» WHAT TO DO
Please rewrite everything from "Mr Peter Kwame" down to "Mr Yeboah added." in the article on CHAG's new executive director, renaming "Mr Yeboah" to "Peter Kwame Yeboah" each time it appears.

» SOURCE EXTRACT
[Start of section]

Mr Peter Kwame Yeboah, the new Executive Director of Christian Health Association of Ghana (CHAG), has described his appointment as a call to higher service to humanity as well as an opportunity to help improve the health needs and livelihood of Ghanaians.
“It is a call to provide leadership, provide higher partnership and push Christ's healing ministry agenda to where it is supposed to be,” Mr Yeboah added.
CHAG is a faith-based health network organisation comprising 21 Christian Church denominations and 183 member health institutions all over the country. Established in 1967 with 25 health institutions, the Association now has 61 Hospitals and a Polyclinic, 113 Health Centres, Clinics and Primary Health Care and 9 Health Training Institutions. The member institutions provide health services and health training to health trainees.
Speaking in an interview barely a month after assuming office, Mr Yeboah assured that he would strive to promote creative, preventive and palliative holistic and comprehensive health care in CHAG institutions across the country.
On the prospects of his post, he admitted that there existed inherent challenges but believed that they also provided opportunities for growth and development. He promised to collaborate with the communities and strengthen partnership with all stakeholders to ensure success in extending Jesus Christ's healing ministry to all.
Until his appointment, Mr Yeboah, who succeeds Dr Gilbert Buckle, now Chief Executive Officer of the Korle-Bu Teaching Hospital, was the Health Director for the Catholic Diocese of Goaso. He has two postgraduate degrees in Public Health, and in Health Policy, Planning and Financing.
He started his professional life as a Hospital Administrator with CHAG in 1996, and rose through the ranks to become the Director of Health Services responsible for the Facilitative Supervision of Six Diocesan Health Institutions at the Catholic Diocese of Goaso, which overlaps between Ashanti and Brong Ahafo regions from March 2002 to February 2015.
He was also instrumental in forging closer partnerships between the Ministry of Health, the National Catholic Health Services and the CHAG. He pledged to work assiduously to build healthy partnerships and collaborate with stakeholders to ensure quality health delivery to Ghanaians.
Mr Yeboah has a rich background in health policy planning/formulation, monitoring and evaluation, building partnerships, and community mobilization. He played a leading role in developing policies and management systems for both the National Catholic Health Services.

[End of section]

» DATA SUPPLIED
[Start of section]

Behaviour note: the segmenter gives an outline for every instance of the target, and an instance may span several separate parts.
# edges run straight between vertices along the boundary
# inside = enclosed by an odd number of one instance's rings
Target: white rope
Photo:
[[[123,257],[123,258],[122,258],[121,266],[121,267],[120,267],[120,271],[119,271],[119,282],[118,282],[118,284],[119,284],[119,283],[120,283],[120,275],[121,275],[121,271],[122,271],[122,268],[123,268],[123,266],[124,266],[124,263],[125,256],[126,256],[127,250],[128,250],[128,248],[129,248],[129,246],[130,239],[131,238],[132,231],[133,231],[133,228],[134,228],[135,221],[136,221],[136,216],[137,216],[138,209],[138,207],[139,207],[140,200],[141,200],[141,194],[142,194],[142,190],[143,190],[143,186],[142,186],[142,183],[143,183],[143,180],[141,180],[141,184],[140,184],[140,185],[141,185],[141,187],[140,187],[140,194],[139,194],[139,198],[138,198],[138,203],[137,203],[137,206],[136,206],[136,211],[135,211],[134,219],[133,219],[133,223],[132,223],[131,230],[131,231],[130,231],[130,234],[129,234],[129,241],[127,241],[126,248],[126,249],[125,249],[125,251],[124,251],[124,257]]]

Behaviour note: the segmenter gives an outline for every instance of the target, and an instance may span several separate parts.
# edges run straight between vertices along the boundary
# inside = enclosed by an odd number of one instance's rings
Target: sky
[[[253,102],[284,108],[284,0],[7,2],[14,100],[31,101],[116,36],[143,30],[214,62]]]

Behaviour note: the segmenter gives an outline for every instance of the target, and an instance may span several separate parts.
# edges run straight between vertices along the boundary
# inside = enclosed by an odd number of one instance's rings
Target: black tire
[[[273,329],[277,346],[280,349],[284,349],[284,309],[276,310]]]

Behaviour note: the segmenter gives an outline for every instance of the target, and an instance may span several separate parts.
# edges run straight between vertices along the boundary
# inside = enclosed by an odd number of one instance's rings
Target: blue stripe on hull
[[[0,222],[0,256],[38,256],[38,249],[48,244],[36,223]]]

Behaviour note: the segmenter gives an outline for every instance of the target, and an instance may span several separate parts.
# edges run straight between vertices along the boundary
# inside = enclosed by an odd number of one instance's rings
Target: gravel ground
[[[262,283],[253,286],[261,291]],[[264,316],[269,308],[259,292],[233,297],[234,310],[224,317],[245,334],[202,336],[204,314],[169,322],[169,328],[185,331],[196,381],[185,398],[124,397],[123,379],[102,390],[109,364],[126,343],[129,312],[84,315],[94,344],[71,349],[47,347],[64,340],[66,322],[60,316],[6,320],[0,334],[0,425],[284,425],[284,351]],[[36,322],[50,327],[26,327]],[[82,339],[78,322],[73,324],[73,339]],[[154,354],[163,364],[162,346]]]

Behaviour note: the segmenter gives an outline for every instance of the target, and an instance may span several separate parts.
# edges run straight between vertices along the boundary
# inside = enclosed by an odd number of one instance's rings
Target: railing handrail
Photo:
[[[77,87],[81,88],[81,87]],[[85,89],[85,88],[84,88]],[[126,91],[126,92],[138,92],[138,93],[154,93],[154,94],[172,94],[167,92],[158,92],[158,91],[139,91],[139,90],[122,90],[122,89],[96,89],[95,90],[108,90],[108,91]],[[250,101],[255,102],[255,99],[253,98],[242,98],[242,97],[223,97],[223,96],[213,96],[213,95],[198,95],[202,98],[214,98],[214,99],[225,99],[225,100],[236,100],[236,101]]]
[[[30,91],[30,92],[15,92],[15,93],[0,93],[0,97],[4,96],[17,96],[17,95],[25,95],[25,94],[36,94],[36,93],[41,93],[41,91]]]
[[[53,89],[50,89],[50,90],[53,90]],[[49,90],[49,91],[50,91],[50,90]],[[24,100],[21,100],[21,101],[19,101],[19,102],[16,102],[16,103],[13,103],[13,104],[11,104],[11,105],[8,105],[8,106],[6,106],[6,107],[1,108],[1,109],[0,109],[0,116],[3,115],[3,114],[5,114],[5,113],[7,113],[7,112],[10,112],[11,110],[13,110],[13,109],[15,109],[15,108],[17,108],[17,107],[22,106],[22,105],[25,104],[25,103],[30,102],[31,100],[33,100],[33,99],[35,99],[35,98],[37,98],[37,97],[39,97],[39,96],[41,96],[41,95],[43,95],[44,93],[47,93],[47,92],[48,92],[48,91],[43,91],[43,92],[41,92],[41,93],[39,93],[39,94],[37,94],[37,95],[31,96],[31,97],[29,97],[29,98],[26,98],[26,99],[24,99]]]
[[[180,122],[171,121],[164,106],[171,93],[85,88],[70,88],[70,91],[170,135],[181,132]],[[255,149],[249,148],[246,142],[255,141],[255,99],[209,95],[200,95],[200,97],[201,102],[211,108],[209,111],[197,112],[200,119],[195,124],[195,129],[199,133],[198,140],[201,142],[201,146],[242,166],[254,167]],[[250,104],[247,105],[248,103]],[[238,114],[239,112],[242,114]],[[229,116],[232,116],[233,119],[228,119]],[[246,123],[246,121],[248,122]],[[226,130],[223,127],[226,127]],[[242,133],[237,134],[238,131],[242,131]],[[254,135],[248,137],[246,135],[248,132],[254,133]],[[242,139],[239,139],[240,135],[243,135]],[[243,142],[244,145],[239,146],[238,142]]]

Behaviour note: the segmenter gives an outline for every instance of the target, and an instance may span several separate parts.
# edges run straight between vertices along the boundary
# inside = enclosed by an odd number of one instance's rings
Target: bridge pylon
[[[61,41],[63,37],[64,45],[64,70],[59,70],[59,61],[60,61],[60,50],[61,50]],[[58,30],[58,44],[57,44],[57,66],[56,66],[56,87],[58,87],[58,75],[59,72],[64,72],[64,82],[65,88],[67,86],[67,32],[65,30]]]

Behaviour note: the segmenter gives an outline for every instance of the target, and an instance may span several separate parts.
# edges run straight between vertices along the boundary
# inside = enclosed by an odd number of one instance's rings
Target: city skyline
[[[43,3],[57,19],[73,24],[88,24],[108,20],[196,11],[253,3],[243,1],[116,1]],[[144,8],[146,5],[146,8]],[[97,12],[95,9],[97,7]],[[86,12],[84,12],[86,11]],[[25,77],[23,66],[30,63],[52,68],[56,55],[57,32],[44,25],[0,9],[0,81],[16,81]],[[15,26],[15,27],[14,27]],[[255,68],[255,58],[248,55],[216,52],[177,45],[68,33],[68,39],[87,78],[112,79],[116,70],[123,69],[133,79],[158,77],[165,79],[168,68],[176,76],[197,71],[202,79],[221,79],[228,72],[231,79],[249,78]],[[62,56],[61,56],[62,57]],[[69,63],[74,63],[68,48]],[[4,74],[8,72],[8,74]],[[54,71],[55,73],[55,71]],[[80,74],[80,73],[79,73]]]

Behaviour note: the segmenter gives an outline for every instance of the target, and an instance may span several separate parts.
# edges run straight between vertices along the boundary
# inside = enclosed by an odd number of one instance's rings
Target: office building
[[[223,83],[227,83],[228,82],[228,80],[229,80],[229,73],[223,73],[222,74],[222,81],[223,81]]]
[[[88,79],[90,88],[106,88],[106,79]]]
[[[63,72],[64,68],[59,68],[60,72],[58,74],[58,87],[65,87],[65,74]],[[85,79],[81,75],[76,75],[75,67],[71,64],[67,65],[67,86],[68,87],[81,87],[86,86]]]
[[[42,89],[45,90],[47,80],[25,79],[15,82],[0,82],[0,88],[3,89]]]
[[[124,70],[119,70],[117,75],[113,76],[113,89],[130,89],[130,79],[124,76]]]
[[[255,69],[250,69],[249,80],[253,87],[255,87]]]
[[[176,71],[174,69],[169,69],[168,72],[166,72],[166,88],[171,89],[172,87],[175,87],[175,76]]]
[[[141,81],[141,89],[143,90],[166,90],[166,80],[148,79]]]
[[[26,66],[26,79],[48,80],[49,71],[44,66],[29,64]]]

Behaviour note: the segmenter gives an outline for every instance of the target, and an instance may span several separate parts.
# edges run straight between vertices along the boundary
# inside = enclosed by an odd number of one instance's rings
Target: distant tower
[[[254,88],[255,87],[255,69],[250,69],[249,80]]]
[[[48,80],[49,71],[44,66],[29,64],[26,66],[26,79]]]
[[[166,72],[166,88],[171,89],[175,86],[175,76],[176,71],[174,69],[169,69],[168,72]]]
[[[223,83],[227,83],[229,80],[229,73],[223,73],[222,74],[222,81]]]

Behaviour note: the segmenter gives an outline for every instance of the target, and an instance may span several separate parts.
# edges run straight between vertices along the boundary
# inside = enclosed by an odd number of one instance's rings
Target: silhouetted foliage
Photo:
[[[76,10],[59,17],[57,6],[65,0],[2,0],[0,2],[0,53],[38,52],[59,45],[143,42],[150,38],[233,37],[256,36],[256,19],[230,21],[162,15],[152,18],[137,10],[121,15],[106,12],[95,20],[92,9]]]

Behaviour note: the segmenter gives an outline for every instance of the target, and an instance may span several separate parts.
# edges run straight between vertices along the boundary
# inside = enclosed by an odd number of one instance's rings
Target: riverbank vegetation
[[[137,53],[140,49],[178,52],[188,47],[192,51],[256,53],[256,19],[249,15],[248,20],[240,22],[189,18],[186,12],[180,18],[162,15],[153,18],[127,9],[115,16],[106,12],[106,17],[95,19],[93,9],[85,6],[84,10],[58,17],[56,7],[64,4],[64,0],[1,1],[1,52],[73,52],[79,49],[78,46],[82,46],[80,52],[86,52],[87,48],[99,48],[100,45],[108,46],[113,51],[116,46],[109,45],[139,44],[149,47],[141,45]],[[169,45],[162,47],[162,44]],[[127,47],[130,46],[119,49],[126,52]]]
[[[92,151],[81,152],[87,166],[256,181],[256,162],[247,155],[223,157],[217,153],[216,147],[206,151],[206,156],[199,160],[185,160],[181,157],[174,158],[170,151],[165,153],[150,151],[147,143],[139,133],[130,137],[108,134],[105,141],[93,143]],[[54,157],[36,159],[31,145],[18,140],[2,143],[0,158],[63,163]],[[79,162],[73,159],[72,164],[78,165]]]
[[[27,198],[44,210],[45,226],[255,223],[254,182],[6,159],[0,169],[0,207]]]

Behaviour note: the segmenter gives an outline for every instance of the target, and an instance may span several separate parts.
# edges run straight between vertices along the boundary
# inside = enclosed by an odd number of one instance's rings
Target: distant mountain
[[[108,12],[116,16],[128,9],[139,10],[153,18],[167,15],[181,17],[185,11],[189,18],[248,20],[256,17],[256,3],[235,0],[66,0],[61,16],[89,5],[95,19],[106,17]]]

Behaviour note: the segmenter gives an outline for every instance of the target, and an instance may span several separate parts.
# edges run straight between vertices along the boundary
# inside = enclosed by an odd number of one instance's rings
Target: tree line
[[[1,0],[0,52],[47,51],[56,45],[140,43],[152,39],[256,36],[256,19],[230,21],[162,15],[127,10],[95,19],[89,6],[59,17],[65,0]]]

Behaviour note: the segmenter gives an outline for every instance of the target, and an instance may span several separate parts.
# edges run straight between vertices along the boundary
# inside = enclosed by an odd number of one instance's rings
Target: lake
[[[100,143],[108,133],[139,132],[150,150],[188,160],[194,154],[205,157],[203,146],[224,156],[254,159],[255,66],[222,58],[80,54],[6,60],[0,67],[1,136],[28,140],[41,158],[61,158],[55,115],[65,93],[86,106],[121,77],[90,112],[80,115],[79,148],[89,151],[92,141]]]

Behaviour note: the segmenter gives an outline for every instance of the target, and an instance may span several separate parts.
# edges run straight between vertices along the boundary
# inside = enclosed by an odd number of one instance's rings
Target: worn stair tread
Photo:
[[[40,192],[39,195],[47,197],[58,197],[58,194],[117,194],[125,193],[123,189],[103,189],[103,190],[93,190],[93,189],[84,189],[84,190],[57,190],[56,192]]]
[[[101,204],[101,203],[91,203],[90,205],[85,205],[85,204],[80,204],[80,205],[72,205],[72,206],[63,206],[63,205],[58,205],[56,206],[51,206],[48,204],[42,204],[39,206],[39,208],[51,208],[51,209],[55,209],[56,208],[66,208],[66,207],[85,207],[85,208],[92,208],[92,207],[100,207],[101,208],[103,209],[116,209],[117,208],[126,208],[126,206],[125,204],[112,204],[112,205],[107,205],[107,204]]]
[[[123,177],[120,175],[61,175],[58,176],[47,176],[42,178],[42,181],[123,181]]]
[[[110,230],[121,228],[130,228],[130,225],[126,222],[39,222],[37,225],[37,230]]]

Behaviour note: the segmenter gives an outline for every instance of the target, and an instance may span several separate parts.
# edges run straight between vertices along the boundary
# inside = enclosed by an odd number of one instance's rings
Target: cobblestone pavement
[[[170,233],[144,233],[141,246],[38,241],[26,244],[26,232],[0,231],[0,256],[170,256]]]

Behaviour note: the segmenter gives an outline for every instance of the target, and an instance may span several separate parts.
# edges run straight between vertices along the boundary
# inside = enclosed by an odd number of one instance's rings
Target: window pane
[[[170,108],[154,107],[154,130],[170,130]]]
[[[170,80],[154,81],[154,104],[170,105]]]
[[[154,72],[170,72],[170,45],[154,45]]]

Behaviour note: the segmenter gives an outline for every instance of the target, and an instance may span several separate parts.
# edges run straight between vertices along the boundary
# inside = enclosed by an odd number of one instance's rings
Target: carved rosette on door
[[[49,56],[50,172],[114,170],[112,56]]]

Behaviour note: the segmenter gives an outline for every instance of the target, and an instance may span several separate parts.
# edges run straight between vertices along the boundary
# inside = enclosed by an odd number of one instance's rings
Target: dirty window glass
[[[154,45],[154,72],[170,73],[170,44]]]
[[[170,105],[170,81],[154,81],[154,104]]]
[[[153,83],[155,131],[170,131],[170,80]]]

[End of section]

» TASK RESULT
Mr Peter Kwame Yeboah, the new Executive Director of Christian Health Association of Ghana (CHAG), has described his appointment as a call to higher service to humanity as well as an opportunity to help improve the health needs and livelihood of Ghanaians.
“It is a call to provide leadership, provide higher partnership and push Christ's healing ministry agenda to where it is supposed to be,” Peter Kwame Yeboah added.